— begin INFORMATION GIVEN —
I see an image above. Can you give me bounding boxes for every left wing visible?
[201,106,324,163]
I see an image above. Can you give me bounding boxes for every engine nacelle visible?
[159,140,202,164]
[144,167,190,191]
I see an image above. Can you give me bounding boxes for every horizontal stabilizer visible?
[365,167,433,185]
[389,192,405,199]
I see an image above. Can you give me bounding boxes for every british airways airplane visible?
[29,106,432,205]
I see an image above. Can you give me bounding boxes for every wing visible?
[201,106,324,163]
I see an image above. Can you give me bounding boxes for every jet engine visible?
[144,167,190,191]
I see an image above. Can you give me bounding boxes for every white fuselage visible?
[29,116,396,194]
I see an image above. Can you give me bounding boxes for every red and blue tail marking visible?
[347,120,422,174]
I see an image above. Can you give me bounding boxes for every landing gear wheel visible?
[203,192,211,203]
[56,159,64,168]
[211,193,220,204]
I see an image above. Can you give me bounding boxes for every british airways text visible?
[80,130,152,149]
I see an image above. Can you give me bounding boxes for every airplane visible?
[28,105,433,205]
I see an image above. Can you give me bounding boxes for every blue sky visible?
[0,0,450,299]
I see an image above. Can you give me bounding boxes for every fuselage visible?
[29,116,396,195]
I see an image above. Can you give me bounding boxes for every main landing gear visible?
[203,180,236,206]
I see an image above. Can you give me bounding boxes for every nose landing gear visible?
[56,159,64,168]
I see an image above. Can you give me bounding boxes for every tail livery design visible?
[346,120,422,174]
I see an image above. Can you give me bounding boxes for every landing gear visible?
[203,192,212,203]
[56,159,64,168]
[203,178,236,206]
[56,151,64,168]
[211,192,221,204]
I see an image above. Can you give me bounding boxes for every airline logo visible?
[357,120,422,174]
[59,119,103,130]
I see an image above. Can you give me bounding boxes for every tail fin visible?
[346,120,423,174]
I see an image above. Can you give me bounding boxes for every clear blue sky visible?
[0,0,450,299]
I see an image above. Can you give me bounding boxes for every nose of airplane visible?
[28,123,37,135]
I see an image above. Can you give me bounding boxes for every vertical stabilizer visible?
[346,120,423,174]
— end INFORMATION GIVEN —
> [SHORT PROBLEM]
Edit the lines above so that "undercarriage" stands wherever "landing gear" appears, and leave everything else unchanged.

> [COMPLETE OUTPUT]
I see an image above. Can you give me bounding boxes for every left wing visible?
[201,106,324,163]
I see an image above. Can you give me bounding boxes for every engine nacelle visible?
[159,140,202,164]
[144,167,190,191]
I see an image above. Can you give me bounding boxes for every horizontal stabilizer visible?
[365,167,433,185]
[389,192,405,199]
I see an image above. Can you give me bounding boxes for every british airways airplane visible?
[29,106,432,205]
I see an image above. Can you give me bounding boxes for every wing visible?
[201,106,324,163]
I see an image above. Can you give me bounding boxes for every jet engine visible?
[144,167,190,191]
I see an image above. Can you give me bounding boxes for every white fuselage visible?
[29,116,396,194]
I see an image above. Can you give me bounding boxes for every red and blue tail marking visible?
[347,120,422,174]
I see an image above. Can you give me bounding boxes for every undercarriage wheel visible?
[203,192,211,203]
[56,159,64,168]
[211,193,220,204]
I see an image above. Can you give me bounding boxes for every british airways text visible?
[80,130,152,149]
I see an image above. Can you give me bounding boxes for every airplane visible?
[28,105,433,205]
I see an image above. Can you give me bounding boxes for every blue sky visible?
[0,0,450,299]
I see an image above. Can you give me bounding boxes for every fuselage visible?
[29,116,396,195]
I see an image above. Can you give me bounding boxes for every main undercarriage visible?
[203,180,236,206]
I see an image above. Can you give me bounding boxes for every nose undercarriage visible?
[56,159,64,168]
I see an image above. Can you give me bounding boxes for every tail livery design visible?
[346,120,422,174]
I see an image above. Can you give me bounding boxes for every undercarriage visible?
[203,192,212,203]
[56,159,64,168]
[203,178,236,206]
[56,151,64,168]
[211,192,221,204]
I see an image above. Can you give me bounding boxes for every airline logo visible?
[357,120,422,174]
[59,119,103,130]
I see an image above. Can you give me bounding boxes for every tail fin visible?
[346,120,423,174]
I see an image above. Can you give me bounding boxes for every clear blue sky visible?
[0,0,450,299]
I see an image above. Can you give me bounding boxes for every nose of airplane visible?
[28,123,37,135]
I see an image above. Can you give me bounding boxes for every vertical stabilizer visible?
[346,120,423,174]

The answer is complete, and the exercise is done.